--- Start of DOCUMENT EXCERPT ---

1 Early Enthusiasms :: 2 Cambridge Retrospect :: 3 Illiberal Liberals :: 4 The Financial Times :: 5 Morality and Foreign Policy :: 6 The Move to the Observer, 1961 :: 7 The Treasury under the Tories :: 8 George Browns DEA :: 9 The Bogus Dilemma :: 10 My own U-Turn :: 11 The not-so-Great-and-Good :: 12 The Role of Economics :: 13 Capitalism and the Permissive Society :: 14 Perplexities and Convexities :: 15 Contradictions of Democracy :: 16 The 'Jay-Brittan' Period :: 17 Egg on my ERM Face :: Postscript :: Selected Works :: Bibliography

British membership of the European Monetary Union seemed at the time this 'biography' was prepared the most likely method of introducing an independent central bank to Britain. But once this was unexpectedly achieved by the Blair government in a domestic context, immediately after it came to office in 1997, when it granted full operational independence to the Bank of England, much of my economic interest in the subject lapsed.

The remaining economic advantage of the euro for Britain is that it would abolish the overshooting and undershooting of sterling against an area responsible for the greater part of British trade. The disadvantage is summarised by the popular slogan "One size fits all". The European Central Bank would have to find one interest rate for an area extending from the Algarve of southern Portugal to the north of Scotland and the west of Ireland to the Czech borders. It has been difficult enough for Bank of England's Monetary Policy Committee to find a single interest rate appropriate to both the South East of England and the manufacturing areas of the North and Midlands.

--- End of DOCUMENT EXCERPT ---
--- Start of DATA ENTRIES ---

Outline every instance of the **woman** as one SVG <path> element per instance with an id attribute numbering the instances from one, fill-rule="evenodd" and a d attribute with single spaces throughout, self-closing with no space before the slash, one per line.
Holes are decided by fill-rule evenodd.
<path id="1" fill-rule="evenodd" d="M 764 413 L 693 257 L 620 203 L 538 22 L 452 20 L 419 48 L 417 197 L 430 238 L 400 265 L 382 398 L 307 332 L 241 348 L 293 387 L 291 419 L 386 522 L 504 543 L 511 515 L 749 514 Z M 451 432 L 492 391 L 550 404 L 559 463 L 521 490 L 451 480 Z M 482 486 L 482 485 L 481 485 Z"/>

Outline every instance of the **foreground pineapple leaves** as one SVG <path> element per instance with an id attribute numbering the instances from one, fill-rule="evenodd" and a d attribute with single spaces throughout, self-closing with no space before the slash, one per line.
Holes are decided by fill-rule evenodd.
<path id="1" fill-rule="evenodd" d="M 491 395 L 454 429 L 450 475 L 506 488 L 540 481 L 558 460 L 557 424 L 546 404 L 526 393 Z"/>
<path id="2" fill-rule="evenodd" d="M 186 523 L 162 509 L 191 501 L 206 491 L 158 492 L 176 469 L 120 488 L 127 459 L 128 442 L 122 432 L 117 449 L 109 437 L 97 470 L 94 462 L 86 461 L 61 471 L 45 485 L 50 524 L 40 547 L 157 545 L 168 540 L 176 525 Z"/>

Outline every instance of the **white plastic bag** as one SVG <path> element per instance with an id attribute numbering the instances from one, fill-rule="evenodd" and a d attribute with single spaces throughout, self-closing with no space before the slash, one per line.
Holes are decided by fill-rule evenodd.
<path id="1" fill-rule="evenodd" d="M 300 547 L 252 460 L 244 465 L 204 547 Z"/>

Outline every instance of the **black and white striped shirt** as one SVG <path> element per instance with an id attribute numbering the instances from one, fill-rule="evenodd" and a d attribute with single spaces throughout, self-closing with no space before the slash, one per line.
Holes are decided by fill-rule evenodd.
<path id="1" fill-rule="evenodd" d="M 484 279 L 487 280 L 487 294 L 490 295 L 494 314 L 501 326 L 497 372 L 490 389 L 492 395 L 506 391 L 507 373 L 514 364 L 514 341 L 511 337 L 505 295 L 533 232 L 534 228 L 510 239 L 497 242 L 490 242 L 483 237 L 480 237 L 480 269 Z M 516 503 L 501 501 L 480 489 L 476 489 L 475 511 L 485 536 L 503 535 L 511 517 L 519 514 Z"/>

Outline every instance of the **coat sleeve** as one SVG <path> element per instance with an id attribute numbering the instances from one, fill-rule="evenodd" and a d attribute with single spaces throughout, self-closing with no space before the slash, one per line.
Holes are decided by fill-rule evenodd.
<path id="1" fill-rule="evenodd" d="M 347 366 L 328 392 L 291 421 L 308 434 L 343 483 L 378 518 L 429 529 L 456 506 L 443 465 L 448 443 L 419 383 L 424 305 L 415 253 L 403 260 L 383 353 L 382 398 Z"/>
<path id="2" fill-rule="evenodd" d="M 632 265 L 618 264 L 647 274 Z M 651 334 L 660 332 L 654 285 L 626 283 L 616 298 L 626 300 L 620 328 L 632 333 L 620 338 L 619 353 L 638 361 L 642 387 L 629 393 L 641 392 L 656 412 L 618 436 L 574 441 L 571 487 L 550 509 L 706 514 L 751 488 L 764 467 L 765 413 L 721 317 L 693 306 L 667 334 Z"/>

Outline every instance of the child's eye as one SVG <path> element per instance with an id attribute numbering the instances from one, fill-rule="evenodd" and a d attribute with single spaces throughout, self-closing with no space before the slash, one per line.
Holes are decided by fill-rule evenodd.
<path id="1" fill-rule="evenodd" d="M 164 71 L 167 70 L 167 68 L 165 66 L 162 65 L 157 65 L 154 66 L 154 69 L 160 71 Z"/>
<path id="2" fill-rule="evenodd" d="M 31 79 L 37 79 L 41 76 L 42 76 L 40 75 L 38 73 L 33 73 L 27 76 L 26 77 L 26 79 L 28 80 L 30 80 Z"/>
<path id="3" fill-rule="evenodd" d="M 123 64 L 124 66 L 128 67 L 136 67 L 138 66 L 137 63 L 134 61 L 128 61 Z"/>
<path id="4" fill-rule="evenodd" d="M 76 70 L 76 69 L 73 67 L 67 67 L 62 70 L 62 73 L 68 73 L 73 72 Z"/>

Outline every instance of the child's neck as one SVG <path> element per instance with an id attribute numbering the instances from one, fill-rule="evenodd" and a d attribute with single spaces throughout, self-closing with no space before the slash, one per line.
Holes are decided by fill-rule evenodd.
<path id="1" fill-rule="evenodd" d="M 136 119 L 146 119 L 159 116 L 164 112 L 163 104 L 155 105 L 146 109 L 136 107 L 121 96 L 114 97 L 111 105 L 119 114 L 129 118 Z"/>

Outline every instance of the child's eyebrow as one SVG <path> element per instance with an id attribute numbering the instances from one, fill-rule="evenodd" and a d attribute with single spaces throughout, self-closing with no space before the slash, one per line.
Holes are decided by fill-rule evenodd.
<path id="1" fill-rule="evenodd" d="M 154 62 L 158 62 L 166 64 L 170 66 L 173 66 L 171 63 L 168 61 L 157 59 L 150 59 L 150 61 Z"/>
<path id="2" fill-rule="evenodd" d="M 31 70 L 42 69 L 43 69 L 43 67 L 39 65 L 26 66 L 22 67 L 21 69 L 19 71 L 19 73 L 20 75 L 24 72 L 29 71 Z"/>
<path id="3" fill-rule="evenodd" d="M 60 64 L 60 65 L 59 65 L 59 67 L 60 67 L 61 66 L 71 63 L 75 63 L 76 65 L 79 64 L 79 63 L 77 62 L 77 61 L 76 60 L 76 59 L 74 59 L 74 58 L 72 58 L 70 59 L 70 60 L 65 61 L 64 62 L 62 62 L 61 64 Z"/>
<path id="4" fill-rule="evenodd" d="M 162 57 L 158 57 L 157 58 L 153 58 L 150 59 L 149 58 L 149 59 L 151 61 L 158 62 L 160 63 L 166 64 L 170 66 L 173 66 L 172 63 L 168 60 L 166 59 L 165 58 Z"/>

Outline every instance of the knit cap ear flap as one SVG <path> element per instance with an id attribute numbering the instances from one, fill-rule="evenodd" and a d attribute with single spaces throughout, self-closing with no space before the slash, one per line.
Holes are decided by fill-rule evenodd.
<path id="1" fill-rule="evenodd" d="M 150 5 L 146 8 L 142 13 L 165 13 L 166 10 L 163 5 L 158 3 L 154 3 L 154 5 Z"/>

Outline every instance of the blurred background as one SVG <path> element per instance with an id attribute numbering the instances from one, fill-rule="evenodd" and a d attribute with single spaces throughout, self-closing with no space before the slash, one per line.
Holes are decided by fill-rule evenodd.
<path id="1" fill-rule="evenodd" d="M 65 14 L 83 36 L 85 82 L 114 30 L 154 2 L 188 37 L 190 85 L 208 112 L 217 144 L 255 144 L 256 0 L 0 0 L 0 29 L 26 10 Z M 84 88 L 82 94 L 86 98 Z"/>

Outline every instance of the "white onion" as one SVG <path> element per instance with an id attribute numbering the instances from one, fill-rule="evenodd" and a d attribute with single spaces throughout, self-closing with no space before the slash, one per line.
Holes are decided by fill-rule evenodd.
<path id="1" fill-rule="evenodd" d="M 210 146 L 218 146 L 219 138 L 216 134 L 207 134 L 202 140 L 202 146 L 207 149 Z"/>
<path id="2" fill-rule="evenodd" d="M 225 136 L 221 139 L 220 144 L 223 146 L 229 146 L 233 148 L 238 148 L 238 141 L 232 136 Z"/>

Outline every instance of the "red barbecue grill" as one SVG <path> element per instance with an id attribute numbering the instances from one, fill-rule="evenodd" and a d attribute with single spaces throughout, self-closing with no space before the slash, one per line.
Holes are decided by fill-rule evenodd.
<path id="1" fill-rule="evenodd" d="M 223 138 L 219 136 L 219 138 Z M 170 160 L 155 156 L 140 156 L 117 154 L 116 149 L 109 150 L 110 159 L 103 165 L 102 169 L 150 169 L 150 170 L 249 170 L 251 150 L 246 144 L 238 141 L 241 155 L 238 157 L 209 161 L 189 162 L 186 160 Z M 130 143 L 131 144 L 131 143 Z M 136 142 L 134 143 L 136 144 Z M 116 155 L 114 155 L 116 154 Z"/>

--- End of DATA ENTRIES ---

- TASKS TO COMPLETE -
**a)** In the document excerpt, list every entry in the contents that has no chapter number.
**b)** Write out the document excerpt word for word, between "The remaining economic" and "North and Midlands.", inclusive.
The items play no part in this work.

- PER-TASK OUTPUTS -
**a)** Postscript, Selected Works, Bibliography

**b)**
The remaining economic advantage of the euro for Britain is that it would abolish the overshooting and undershooting of sterling against an area responsible for the greater part of British trade. The disadvantage is summarised by the popular slogan "One size fits all". The European Central Bank would have to find one interest rate for an area extending from the Algarve of southern Portugal to the north of Scotland and the west of Ireland to the Czech borders. It has been difficult enough for Bank of England's Monetary Policy Committee to find a single interest rate appropriate to both the South East of England and the manufacturing areas of the North and Midlands.